_What this task involves_.
Reproduce every record below exactly, with the pictures left out.

_Exercise data_.

......

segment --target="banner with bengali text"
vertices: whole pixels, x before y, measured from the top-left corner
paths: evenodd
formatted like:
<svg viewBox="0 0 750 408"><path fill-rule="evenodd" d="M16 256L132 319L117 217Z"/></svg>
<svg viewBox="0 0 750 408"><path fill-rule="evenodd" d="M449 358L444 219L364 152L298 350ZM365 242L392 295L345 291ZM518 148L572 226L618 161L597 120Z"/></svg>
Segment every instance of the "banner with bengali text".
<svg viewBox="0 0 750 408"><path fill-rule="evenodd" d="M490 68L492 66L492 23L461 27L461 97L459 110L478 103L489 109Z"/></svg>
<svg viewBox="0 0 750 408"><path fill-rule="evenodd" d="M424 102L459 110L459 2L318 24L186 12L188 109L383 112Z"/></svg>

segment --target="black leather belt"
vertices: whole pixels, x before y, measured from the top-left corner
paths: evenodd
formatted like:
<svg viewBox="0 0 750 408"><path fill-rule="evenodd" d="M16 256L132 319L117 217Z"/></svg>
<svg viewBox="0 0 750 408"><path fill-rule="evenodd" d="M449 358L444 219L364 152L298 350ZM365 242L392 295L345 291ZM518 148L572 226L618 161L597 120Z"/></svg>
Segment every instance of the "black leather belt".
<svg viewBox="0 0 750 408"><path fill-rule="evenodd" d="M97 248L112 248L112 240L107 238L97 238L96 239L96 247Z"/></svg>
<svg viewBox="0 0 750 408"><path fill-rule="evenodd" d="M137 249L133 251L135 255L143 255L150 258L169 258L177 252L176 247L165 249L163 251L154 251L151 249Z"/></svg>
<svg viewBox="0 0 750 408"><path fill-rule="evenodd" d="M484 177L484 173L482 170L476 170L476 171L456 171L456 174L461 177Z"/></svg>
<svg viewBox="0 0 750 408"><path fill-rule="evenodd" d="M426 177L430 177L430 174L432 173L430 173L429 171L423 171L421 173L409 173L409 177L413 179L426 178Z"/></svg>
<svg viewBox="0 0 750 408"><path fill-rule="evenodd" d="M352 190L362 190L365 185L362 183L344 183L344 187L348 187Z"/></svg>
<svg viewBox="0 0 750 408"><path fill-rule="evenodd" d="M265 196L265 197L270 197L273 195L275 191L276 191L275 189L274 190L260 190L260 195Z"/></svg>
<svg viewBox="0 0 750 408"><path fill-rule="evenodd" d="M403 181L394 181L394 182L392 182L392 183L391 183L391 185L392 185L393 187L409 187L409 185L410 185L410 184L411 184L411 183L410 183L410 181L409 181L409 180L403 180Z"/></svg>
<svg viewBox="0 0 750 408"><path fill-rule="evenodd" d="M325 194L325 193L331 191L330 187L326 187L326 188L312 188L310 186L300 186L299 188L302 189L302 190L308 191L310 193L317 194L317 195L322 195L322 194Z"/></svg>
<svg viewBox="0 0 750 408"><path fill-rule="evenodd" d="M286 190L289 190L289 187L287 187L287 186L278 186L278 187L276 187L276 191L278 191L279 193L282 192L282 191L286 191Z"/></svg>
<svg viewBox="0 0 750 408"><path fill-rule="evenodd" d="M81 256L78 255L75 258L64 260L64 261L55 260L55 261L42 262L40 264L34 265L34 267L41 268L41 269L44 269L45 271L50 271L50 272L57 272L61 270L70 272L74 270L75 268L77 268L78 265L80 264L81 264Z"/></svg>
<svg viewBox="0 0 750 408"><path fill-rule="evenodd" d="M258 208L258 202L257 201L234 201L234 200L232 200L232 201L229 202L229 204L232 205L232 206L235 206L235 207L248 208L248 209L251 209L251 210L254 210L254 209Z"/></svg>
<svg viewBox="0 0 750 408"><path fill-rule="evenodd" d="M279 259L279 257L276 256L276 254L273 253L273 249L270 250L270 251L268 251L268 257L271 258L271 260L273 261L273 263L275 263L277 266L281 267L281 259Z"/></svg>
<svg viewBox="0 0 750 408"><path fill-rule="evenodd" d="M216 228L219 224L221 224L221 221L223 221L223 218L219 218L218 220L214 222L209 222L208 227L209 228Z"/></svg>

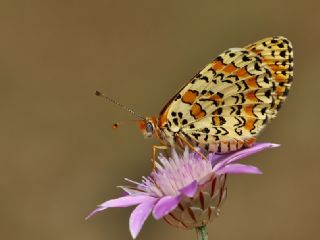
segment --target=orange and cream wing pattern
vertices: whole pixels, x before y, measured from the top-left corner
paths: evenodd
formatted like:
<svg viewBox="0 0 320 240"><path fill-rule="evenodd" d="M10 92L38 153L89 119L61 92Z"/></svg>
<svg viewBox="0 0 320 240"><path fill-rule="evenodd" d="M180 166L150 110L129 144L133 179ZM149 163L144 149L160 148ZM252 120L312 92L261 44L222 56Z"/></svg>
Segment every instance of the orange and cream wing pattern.
<svg viewBox="0 0 320 240"><path fill-rule="evenodd" d="M240 149L276 116L292 77L292 45L284 37L231 48L175 95L159 126L209 152Z"/></svg>

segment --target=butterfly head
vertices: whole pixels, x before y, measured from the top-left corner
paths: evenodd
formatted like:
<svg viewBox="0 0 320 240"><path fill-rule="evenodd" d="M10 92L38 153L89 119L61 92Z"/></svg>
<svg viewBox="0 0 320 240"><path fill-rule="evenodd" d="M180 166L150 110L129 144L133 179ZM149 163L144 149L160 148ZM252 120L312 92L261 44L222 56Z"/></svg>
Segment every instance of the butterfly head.
<svg viewBox="0 0 320 240"><path fill-rule="evenodd" d="M157 119L147 117L139 121L139 128L145 138L151 138L157 134Z"/></svg>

......

_Solution to this problem_.
segment --target="banner with bengali text"
vertices: whole pixels, x before y, measured from the top-left corner
paths: evenodd
formatted like:
<svg viewBox="0 0 750 408"><path fill-rule="evenodd" d="M16 256L132 319L117 217Z"/></svg>
<svg viewBox="0 0 750 408"><path fill-rule="evenodd" d="M449 358L444 219L364 152L298 350ZM365 242L392 295L345 291ZM518 148L572 226L618 161L597 120Z"/></svg>
Segment every instance of the "banner with bengali text".
<svg viewBox="0 0 750 408"><path fill-rule="evenodd" d="M490 68L492 66L492 23L461 27L461 97L459 110L478 103L489 109Z"/></svg>
<svg viewBox="0 0 750 408"><path fill-rule="evenodd" d="M424 102L459 110L459 2L318 24L186 12L188 109L383 112Z"/></svg>

segment --target="black leather belt"
vertices: whole pixels, x before y, measured from the top-left corner
paths: evenodd
formatted like:
<svg viewBox="0 0 750 408"><path fill-rule="evenodd" d="M16 256L132 319L117 217Z"/></svg>
<svg viewBox="0 0 750 408"><path fill-rule="evenodd" d="M449 358L444 219L364 152L298 350ZM365 242L392 295L345 291ZM518 148L572 226L618 161L597 120Z"/></svg>
Segment every instance of the "black leather belt".
<svg viewBox="0 0 750 408"><path fill-rule="evenodd" d="M97 248L112 248L112 240L107 238L97 238L96 239L96 247Z"/></svg>
<svg viewBox="0 0 750 408"><path fill-rule="evenodd" d="M137 249L133 251L135 255L143 255L150 258L169 258L177 252L176 247L165 249L163 251L154 251L151 249Z"/></svg>
<svg viewBox="0 0 750 408"><path fill-rule="evenodd" d="M484 177L484 173L482 170L476 170L476 171L456 171L456 174L461 177Z"/></svg>
<svg viewBox="0 0 750 408"><path fill-rule="evenodd" d="M426 177L430 177L430 174L432 173L430 173L429 171L423 171L421 173L409 173L409 177L413 179L426 178Z"/></svg>
<svg viewBox="0 0 750 408"><path fill-rule="evenodd" d="M352 190L362 190L365 185L362 183L344 183L344 187L348 187Z"/></svg>
<svg viewBox="0 0 750 408"><path fill-rule="evenodd" d="M265 196L265 197L270 197L273 195L275 191L276 191L275 189L274 190L260 190L260 195Z"/></svg>
<svg viewBox="0 0 750 408"><path fill-rule="evenodd" d="M403 181L394 181L394 182L392 182L392 183L391 183L391 185L392 185L393 187L409 187L409 185L410 185L410 184L411 184L411 183L410 183L410 181L409 181L409 180L403 180Z"/></svg>
<svg viewBox="0 0 750 408"><path fill-rule="evenodd" d="M325 194L325 193L331 191L330 187L326 187L326 188L312 188L310 186L300 186L299 188L302 189L302 190L308 191L310 193L317 194L317 195L322 195L322 194Z"/></svg>
<svg viewBox="0 0 750 408"><path fill-rule="evenodd" d="M286 190L289 190L289 187L287 187L287 186L278 186L278 187L276 187L276 191L278 191L279 193L282 192L282 191L286 191Z"/></svg>
<svg viewBox="0 0 750 408"><path fill-rule="evenodd" d="M81 256L78 255L75 258L64 260L64 261L55 260L55 261L42 262L40 264L34 265L34 267L41 268L41 269L44 269L45 271L50 271L50 272L57 272L61 270L70 272L74 270L75 268L77 268L78 265L80 264L81 264Z"/></svg>
<svg viewBox="0 0 750 408"><path fill-rule="evenodd" d="M258 208L258 202L257 201L234 201L234 200L232 200L232 201L229 202L229 204L232 205L232 206L235 206L235 207L248 208L248 209L251 209L251 210L254 210L254 209Z"/></svg>
<svg viewBox="0 0 750 408"><path fill-rule="evenodd" d="M279 259L279 257L276 256L276 254L273 253L273 249L270 250L270 251L268 251L268 257L271 258L271 260L273 261L273 263L275 263L277 266L281 267L281 259Z"/></svg>
<svg viewBox="0 0 750 408"><path fill-rule="evenodd" d="M216 228L219 224L221 224L221 221L223 221L223 218L219 218L218 220L214 222L209 222L208 227L209 228Z"/></svg>

segment --target=orange and cream wing pattern
vertices: whole pixels, x before y, measured from the top-left corner
paths: evenodd
formatted like:
<svg viewBox="0 0 320 240"><path fill-rule="evenodd" d="M10 92L38 153L89 119L61 92Z"/></svg>
<svg viewBox="0 0 320 240"><path fill-rule="evenodd" d="M180 166L150 110L129 144L133 179ZM149 163L144 149L160 148ZM252 120L312 92L261 44L222 56Z"/></svg>
Segment every instance of the orange and cream wing pattern.
<svg viewBox="0 0 320 240"><path fill-rule="evenodd" d="M240 149L276 116L292 77L292 45L284 37L231 48L175 95L159 126L209 152Z"/></svg>

segment --target=butterfly head
vertices: whole pixels, x before y, measured from the top-left corner
paths: evenodd
formatted like:
<svg viewBox="0 0 320 240"><path fill-rule="evenodd" d="M10 92L38 153L89 119L61 92Z"/></svg>
<svg viewBox="0 0 320 240"><path fill-rule="evenodd" d="M180 166L150 110L129 144L133 179ZM149 163L144 149L160 148ZM252 120L312 92L261 44L222 56Z"/></svg>
Segment every instance of the butterfly head.
<svg viewBox="0 0 320 240"><path fill-rule="evenodd" d="M157 119L147 117L139 121L139 128L145 138L151 138L157 134Z"/></svg>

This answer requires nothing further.